PAGE EXCERPT –
We use the above relationships to convert the Ramachandran plot into a conformational density plot in the α, θ plane. The conversion for the generic Ramachandran plot, the Ramachandran plot of Glycine, Proline and pre-proline residues are reported in fig. 3. We observe that the symmetry-induced folding of the ϕ,ψ plane along the diagonal produces some peculiarities of the α,θ conformational maps. For instance, the forbidden region around ϕ = ψ = 0 (simplified as a circle in fig. 3) is folded onto itself and mapped onto a flat region around α = ±180deg, θ = τ − γ1 − γ2 =≃ 75deg. Conversely, the forbidden region around ϕ = 0,ψ = ±180deg is folded on a weakly allowed region (ϕ = ±180, ψ = 0), implying that the corresponding region in the α, θ plane (represented as a small circle around α = 0, θ ≃ τ) is not strictly forbidden. The effect of the folding along the ϕ, ψ diagonal can be also seen on the core regions of the right handed (green) and left handed (red) regions, that are cut by the folding line. These assume peculiar folded and stretched shapes squeezed against the limits of the “butterfly” image. The same happens to the sheet region (blue) in the glycine plot. However, despite the folding and deformation of the Ramachandran plot, the core regions of the different secondary structures remain separate in the α, θ plane. This is important, since it implies that passing from the ϕ, ψ to the α, θ system of internal coordinates still allows an unambiguous description of the backbone conformation in each secondary structure. This was previously assumed in one and two beads CG models but never directly investigated.

Figure 3.

Mapping of the Ramachandran plot onto the α, θ plane for different aminoacid types. The “core regions” are in green (right handed helices), red (left handed helices), blue (sheets). The allowed regions (yellow and cyan) are omitted in the Generic and Glycine α, θ plot for clarity. Forbidden regions are enclosed in the dotted lines. The contours of the “butterfly” image are reported as black lines in the α, θ plane. The input data for the Ramachandran plot are taken from the Protein Data Bank[18].

In Table 1 the typical ϕ, ψ values for the main secondary structures are reported, as well as the corresponding α, θ values. We observe that right and left handed helices have the same value of θ and opposite values of α. Conversely, the θ variable is more effcient in separating the helices from the sheet structures, expecially in the glycine where both structures span almost the same α interval.

Table 1.

TASKS TO PERFORM –
A: In the Ramachandran plot excerpt, which color marks the core region of left handed helices?
B: Pick up the Ramachandran plot excerpt and carry it forward from where it stops.

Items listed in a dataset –
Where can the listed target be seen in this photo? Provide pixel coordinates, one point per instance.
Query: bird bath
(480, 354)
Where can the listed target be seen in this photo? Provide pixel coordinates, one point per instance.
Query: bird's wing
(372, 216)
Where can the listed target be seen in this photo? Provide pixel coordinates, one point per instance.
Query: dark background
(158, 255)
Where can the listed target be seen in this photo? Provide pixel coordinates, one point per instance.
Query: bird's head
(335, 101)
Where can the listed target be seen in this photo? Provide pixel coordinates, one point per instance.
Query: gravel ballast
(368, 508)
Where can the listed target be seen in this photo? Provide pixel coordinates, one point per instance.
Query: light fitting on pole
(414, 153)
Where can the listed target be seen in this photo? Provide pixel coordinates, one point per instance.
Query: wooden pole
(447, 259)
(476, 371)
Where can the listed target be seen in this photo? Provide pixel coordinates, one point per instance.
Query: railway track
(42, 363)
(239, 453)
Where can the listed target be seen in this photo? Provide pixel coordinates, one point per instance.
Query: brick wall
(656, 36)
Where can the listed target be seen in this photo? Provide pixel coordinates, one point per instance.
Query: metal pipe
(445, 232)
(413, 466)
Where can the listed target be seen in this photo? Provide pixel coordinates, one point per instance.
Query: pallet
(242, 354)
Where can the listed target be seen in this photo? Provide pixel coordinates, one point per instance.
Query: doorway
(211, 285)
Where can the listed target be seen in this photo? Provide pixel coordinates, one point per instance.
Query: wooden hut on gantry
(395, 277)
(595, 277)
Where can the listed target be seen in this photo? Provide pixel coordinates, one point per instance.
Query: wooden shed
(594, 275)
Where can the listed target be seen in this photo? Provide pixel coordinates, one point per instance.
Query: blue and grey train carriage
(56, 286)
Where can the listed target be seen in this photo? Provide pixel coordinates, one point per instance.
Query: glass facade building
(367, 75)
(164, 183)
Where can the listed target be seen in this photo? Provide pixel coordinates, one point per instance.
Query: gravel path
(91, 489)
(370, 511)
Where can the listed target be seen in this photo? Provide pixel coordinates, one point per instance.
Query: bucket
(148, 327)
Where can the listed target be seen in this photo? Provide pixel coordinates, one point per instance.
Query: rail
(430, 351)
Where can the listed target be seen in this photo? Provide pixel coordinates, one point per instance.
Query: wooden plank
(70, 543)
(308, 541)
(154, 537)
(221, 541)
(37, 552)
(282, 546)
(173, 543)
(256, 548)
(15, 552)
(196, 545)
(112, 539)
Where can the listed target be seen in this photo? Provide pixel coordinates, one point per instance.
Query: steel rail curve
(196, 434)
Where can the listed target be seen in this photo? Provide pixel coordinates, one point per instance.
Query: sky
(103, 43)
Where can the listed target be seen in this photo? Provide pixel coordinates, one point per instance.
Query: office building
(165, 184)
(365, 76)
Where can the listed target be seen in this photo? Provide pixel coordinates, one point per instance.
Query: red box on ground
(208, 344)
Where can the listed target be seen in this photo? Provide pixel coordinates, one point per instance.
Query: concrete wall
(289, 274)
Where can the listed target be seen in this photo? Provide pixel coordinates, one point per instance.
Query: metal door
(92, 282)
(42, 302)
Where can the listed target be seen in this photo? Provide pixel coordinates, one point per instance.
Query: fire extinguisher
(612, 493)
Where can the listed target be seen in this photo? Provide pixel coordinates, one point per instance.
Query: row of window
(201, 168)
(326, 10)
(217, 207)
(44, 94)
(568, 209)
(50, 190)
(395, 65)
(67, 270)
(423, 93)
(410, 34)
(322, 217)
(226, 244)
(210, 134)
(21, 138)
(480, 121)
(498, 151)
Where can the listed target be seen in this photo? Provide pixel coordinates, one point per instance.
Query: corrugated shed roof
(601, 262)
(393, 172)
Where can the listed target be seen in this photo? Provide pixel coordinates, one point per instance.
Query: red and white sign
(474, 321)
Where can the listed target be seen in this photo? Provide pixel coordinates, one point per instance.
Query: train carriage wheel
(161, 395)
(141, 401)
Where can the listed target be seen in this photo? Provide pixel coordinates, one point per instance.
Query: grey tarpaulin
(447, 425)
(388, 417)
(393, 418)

ANSWERS GIVEN –
A: Red.

B:
Numerical values of the internal angles and dihedral coordinates in the all-atom and CG representation. Typical values for secondary structures are reported. Data for ϕ and ψ were taken from textbooks[19, 20], the corresponding structures were built with the biopolymer module of Insight (MSI/Accelrys) and from those structures the θ and α angles were measured.

structure	ϕ	ψ	θ	α
extended	180	180	146	180
βsheet anti-parallel	−139	135	131	179
βsheet parallel ideal	−120	120	121	178
βsheet parallel	−120	113	119	177
fat ribbon	−78	59	92	163
α helix	−57	−47	92	52
3–10 helix	−49	−29	85	81
π helix	−57	−70	99	27
6-membered ring ideal	180	0	115	0
5-membered ring ideal	−75	−75	105	0
5-membered ring	−60	−105	108	0
α helix left handed	57	47	92	−52
collagen triple helix	−51	153	117	−77
polypro-polygly left helix	−79	150	121	−109

4 Using the α, θ plot to analyze the Force Fields

The potential of mean force V (q_i) is related to the equilibrium probability distribution of the internal coordinate q_i through the relationship P(q_i) α exp(−V (q_i)/kT). Although it is well known that V (q_i) is only an approximation of the potential energy term U(q_i)[21], comparing an approximate probability distribution p(α, θ) = exp(U(θ, α)/kT) to the α, θ plot can still give useful indications.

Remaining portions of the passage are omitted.